Having not been privileged to visit this mysterious paradise, I often wondered why the obsession with Dubai? In July 2017, I finally had an opportunity to have a taste of Dubai. I was flying back from Bangalore, India, to the USA and decided to stop over in Dubai for a few days. Considering that July is one of the two hottest months in Dubai (up to 40 degrees Celsius or 108 degrees Fahrenheit), only the most ardent and indefatigable tourist would dare visit the country that month for leisure. But I was, by all means, determined to have my own taste of Dubai. I began to understand the governors’ obsession with Dubai immediately I stepped into the Emirates flight from Bangalore. One cannot but be shocked and awed by the professionalism, elegance, class, hospitality and cheerfulness of the airline’s hostesses. The tale of Emirates and Nigerian Airways aptly captures the sordid story about Nigerian’s inexorable slide into economic abyss. Emirates was founded in 1985, about 30 years after the founding of Nigeria Airways. Despite years of huge government subsidies, Nigerian Airways collapsed many years ago, while Emirates has become one of the leading airlines in the world. So competitive have Emirates and its sister airline, Etihad, become that Western airlines are now jittery about being driven out of the global air-travel market by Gulf airlines.

But that is just the tip of the iceberg. Nigerian governors must also have marveled at the elegance, cleanliness and ambience of the Dubai International airport; a state-of-the art airport that makes the JFK airport in New York look more like anairstrip The interiors of the airport are immaculately clean, spacious, bright, aesthetic and glitzy, compared with the dingy, dark, crowded, chaotic and stuffy atmosphere that is the lot of Nigeria’s international airports, particularly the MMA. This is quite apart from the friendly and courteous dispositions of the airport staff, compared with the unprofessional attitudes of many airport workers in Nigeria.

────────────────

_Task statement_:
Answer these questions using the Dubai travel passage:
(a) In what month and year did the writer stop over in Dubai?
(b) In what year was Emirates founded?
(c) Which Nigerian international airport does the passage single out for its dingy, crowded atmosphere?
The material that follows comes from a separate source and has no connection to the text above.

_Provided data_:

────────────────

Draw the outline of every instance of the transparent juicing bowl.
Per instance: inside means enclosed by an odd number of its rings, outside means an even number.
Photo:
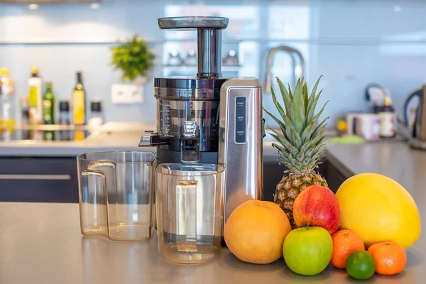
[[[115,241],[151,239],[155,157],[138,151],[77,157],[82,234]]]
[[[224,166],[160,164],[155,168],[158,253],[178,263],[220,255]]]

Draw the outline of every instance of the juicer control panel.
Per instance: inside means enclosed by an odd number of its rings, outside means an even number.
[[[235,137],[236,143],[244,144],[246,141],[246,97],[235,98]]]
[[[221,88],[218,163],[222,179],[224,226],[236,207],[263,197],[262,92],[257,79],[233,78]]]

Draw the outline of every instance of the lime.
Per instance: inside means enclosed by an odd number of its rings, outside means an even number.
[[[355,279],[368,279],[374,274],[376,263],[367,251],[356,251],[346,260],[346,272]]]

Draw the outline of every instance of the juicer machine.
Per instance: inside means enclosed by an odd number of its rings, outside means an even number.
[[[163,30],[196,30],[195,77],[155,77],[156,131],[139,146],[155,146],[157,164],[224,165],[221,192],[224,224],[248,200],[263,199],[262,92],[256,78],[221,73],[222,30],[228,18],[173,17],[158,20]]]

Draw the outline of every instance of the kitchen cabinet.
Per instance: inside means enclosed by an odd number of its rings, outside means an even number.
[[[0,158],[0,202],[78,202],[75,158]]]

────────────────

_Solution for this exercise_:
(a) July 2017
(b) 1985
(c) The MMA